• _Exercise instructions_
**1)** In the passage on convolutional neural networks below, how many training samples is it recommended to use at minimum to train a model?
**2)** From the passage on convolutional neural networks below, write out word for word the part that opens with the words containing "Using convolutional neural" and closes with "shadow and water.".

Using convolutional neural networks part 1

Strategies for exporting tfrecords from the Google Earth Engine. An example for mapping clouds, cloud shadow, water, ice and land.

The more conventional machine learning algorithms can be found in under ee.Classifier and require point data as input.

Example of point data collection used for a random forest classifier in the Google Earth Engine. See the example in this post.

For Convolutional Neural Networks we need image patches. The image patch should contain the image and the labels.

The landsat image and the labels for clouds, shadow and water.

We used the SPARCS dataset as an example here. The data can be found on the website below.

Use the code below to import the data in the Google Earth Engine or click here

/*Copyright (c) 2021 SERVIR-Mekong
  
Permission is hereby granted, free of charge, to any person obtaining a copy
of the data and associated documentation files, to deal in the data
without restriction, including without limitation the rights to use, copy, modify,
merge, publish, distribute, sublicense, and/or sell copies, and to permit persons
to whom the data is furnished to do so, subject to the following conditions:
  
The above copyright notice and this permission notice shall be included in all
copies or substantial portions of the Software.
  
THE DATA IS PROVIDED "AS IS", WITHOUT WARRANTY OF ANY KIND, EXPRESS OR
IMPLIED, INCLUDING BUT NOT LIMITED TO THE WARRANTIES OF MERCHANTABILITY,
FITNESS FOR A PARTICULAR PURPOSE AND NONINFRINGEMENT. IN NO EVENT SHALL THE
AUTHORS OR COPYRIGHT HOLDERS BE LIABLE FOR ANY CLAIM, DAMAGES OR OTHER
LIABILITY, WHETHER IN AN ACTION OF CONTRACT, TORT OR OTHERWISE, ARISING FROM,
OUT OF OR IN CONNECTION WITH THE SOFTWARE OR THE USE OR OTHER DEALINGS IN THE
SOFTWARE.*/

var sparcs = ee.ImageCollection('projects/gmap/datasets/manual_qaMasks/sparcs_masks');

var sparcIm = ee.Image(sparcs.toList(100).get(1));

var l8 = ee.ImageCollection("LANDSAT/LC08/C01/T1_RT_TOA").filterBounds(sparcIm.geometry());
var l8Image = l8.filterDate(sparcIm.date().advance(-6,'second'),sparcIm.date().advance(6,'second'));

var img = ee.Image(l8Image.first()).select(['B1','B2', 'B3', 'B4', 'B5', 'B6', 'B7','B8','B9']);

Map.centerObject(img);
Map.addLayer(ee.Image(img).clip(sparcIm.geometry()),{min:0,max:0.3000,bands:"B4,B3,B2"},"landsat");

Map.addLayer(sparcs.select("b1"),{min:0,max:1},'sparc clouds');
Map.addLayer(sparcs.select("b2"),{min:0,max:1},'sparc shadow');
Map.addLayer(sparcs.select("b3"),{min:0,max:1},'sparc ice ');
Map.addLayer(sparcs.select("b4"),{min:0,max:1},'sparc water');

You will need around a large number of training samples to train a model successfully. We recommend to use at least around 100,000 training sample to train a model. With a limited number of patches you could apply different strategies to increase the number of samples.

• _Recorded data_
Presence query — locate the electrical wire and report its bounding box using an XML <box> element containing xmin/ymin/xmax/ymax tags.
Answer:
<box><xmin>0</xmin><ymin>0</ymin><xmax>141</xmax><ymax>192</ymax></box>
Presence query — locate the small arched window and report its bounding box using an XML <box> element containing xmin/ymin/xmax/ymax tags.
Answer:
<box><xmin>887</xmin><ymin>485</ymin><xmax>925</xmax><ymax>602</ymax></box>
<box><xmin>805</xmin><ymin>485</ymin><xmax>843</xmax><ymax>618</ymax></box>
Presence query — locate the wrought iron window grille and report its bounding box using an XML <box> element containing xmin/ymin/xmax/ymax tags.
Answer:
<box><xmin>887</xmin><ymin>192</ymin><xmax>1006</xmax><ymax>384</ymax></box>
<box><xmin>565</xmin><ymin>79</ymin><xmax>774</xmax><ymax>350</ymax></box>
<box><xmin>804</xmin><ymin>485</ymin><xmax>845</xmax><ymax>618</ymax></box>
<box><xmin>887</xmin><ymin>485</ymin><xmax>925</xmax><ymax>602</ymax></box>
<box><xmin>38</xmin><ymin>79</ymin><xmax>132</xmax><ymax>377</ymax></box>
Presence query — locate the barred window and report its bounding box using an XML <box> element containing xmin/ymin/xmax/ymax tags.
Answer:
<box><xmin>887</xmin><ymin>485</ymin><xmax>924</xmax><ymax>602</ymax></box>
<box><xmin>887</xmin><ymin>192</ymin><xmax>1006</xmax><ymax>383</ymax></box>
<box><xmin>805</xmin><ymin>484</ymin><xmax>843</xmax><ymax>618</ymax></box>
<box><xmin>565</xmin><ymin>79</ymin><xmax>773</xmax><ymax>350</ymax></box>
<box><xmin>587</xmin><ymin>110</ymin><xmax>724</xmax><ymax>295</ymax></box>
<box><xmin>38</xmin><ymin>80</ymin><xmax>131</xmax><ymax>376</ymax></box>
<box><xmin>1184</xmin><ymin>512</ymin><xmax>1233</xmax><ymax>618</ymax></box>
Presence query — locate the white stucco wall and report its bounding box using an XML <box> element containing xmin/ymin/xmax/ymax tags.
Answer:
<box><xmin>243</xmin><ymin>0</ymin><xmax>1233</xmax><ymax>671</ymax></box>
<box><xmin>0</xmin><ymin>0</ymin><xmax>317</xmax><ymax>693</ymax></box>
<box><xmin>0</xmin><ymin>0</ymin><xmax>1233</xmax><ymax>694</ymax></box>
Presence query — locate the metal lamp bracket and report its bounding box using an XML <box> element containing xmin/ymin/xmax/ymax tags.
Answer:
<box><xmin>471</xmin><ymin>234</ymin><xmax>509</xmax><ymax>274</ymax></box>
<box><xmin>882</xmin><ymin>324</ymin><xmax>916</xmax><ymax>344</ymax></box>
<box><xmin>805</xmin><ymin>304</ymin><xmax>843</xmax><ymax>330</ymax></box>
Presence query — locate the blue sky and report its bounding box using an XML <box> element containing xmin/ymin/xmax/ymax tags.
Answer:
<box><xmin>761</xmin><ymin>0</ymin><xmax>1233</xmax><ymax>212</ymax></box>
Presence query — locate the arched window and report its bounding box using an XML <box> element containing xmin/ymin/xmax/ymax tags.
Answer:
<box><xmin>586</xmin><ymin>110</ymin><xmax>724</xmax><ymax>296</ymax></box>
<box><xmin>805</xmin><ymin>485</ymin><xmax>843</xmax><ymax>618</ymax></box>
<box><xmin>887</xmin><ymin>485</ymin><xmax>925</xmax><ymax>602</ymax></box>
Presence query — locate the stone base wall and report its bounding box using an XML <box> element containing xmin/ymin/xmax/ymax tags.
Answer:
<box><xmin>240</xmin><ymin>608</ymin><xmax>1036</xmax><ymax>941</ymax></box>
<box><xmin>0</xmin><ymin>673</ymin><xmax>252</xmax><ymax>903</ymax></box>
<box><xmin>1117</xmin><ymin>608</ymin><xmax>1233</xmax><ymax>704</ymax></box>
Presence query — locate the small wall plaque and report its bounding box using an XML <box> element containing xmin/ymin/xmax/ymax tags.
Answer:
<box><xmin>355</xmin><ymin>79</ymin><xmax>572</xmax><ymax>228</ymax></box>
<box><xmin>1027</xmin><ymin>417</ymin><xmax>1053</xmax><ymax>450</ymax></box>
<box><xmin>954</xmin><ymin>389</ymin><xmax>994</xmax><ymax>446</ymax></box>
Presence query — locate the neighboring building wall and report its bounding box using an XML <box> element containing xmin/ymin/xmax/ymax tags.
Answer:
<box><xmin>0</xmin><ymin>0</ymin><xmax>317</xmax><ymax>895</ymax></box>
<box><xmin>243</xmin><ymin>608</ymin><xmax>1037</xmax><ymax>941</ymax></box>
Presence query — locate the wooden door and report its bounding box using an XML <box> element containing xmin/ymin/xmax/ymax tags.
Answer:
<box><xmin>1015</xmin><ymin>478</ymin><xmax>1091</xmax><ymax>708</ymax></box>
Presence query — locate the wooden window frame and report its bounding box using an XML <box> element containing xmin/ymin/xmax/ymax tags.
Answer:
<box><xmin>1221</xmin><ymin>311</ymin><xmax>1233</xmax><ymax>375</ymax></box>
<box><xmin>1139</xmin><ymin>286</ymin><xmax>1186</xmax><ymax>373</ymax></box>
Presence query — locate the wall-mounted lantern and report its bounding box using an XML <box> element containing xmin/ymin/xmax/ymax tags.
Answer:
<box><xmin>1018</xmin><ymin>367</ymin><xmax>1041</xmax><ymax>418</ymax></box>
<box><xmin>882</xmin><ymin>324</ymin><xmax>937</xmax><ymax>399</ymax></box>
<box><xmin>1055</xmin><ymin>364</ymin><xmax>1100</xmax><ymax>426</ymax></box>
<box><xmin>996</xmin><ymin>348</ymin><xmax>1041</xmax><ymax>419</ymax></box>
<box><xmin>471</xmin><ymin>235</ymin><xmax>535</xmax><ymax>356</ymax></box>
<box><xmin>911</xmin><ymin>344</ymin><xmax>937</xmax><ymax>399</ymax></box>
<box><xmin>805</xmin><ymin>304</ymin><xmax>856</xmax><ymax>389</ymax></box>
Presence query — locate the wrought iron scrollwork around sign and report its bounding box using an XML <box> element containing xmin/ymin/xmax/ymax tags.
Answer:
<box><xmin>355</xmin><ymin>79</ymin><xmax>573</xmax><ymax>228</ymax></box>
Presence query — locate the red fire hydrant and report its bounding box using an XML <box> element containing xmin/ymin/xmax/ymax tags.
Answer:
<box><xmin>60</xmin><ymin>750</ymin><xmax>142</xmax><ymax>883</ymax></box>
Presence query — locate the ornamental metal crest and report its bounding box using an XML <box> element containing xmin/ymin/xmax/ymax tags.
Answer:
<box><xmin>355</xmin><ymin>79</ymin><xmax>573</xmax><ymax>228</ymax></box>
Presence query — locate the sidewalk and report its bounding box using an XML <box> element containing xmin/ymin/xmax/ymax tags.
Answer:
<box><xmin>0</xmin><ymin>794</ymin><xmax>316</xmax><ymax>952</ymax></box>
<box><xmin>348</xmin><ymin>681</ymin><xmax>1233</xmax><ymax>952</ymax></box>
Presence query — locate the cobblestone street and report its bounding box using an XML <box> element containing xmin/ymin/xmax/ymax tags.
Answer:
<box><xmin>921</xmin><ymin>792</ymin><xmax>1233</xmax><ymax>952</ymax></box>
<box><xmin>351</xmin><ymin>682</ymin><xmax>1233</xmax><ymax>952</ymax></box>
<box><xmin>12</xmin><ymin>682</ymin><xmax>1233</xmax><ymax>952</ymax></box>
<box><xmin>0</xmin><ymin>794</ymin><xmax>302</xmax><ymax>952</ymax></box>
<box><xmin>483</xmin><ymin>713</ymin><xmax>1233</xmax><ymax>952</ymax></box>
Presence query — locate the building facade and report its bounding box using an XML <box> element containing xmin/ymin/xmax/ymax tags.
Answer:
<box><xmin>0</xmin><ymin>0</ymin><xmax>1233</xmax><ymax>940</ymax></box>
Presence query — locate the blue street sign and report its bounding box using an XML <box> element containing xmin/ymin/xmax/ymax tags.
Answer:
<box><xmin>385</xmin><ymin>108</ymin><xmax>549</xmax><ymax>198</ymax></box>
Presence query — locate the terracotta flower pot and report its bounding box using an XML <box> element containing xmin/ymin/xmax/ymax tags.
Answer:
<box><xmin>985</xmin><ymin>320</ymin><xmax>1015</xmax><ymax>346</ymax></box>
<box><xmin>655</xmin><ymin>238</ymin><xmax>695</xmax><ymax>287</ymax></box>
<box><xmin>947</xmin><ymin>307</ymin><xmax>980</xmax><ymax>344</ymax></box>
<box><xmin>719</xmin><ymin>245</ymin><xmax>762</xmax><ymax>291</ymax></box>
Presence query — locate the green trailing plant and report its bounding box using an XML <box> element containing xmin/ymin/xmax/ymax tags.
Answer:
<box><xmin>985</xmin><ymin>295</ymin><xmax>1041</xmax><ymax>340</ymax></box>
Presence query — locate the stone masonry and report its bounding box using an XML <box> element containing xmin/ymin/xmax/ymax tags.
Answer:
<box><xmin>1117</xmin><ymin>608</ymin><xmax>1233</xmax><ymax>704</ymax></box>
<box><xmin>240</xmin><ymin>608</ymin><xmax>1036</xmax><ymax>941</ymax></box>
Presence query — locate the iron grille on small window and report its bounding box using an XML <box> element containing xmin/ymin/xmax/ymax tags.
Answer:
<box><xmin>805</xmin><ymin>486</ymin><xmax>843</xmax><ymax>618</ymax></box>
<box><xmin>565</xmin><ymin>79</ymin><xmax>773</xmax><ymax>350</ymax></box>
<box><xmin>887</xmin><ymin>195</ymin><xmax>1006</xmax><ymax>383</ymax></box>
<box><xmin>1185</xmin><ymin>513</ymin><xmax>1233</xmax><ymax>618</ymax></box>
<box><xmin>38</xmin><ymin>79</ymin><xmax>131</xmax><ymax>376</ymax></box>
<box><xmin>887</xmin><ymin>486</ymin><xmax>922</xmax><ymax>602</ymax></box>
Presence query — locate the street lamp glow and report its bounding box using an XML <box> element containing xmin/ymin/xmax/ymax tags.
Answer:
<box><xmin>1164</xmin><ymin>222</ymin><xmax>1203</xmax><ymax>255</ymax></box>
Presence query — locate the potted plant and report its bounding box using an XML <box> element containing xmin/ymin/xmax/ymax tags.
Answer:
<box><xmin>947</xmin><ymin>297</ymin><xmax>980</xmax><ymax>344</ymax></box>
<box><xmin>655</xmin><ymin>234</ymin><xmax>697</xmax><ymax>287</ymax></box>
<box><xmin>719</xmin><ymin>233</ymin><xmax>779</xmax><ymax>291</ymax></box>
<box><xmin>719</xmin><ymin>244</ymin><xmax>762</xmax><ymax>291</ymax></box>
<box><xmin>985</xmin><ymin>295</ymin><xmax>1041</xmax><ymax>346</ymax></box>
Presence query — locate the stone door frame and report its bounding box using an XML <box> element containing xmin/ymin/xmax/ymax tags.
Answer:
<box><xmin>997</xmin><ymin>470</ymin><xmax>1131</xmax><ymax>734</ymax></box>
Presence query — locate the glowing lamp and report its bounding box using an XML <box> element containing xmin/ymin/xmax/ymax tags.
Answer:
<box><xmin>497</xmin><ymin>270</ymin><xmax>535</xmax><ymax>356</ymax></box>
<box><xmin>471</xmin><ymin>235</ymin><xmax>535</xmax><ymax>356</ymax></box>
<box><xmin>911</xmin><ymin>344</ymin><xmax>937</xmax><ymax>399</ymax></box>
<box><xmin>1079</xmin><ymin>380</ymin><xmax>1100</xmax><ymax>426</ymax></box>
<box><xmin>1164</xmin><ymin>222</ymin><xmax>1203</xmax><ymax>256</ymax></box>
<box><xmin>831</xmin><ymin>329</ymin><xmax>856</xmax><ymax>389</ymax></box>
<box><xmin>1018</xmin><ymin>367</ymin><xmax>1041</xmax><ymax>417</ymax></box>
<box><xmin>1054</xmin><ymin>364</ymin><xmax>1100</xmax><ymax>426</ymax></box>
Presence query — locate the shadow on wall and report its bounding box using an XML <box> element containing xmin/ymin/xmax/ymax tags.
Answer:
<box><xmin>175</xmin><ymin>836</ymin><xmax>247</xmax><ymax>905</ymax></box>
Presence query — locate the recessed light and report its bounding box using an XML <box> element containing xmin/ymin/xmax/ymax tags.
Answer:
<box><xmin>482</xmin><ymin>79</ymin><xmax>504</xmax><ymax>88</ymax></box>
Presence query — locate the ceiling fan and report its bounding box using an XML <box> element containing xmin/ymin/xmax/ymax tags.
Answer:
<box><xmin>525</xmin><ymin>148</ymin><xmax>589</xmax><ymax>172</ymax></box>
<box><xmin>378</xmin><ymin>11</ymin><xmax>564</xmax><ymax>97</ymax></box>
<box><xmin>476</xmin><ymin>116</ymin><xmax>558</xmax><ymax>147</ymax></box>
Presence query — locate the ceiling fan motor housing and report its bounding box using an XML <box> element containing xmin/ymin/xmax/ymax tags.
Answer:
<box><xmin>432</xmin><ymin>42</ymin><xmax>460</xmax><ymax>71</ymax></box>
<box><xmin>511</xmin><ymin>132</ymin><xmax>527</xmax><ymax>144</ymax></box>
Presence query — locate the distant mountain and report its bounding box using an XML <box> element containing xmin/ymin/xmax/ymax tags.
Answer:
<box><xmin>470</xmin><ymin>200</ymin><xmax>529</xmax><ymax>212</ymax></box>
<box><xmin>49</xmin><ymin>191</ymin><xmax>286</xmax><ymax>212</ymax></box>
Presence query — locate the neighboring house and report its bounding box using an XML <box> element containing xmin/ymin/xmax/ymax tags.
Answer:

• _Solutions per task_
**1)** At least around 100,000 training samples.

**2)**
Using convolutional neural networks part 1

Strategies for exporting tfrecords from the Google Earth Engine. An example for mapping clouds, cloud shadow, water, ice and land.

The more conventional machine learning algorithms can be found in under ee.Classifier and require point data as input.

Example of point data collection used for a random forest classifier in the Google Earth Engine. See the example in this post.

For Convolutional Neural Networks we need image patches. The image patch should contain the image and the labels.

The landsat image and the labels for clouds, shadow and water.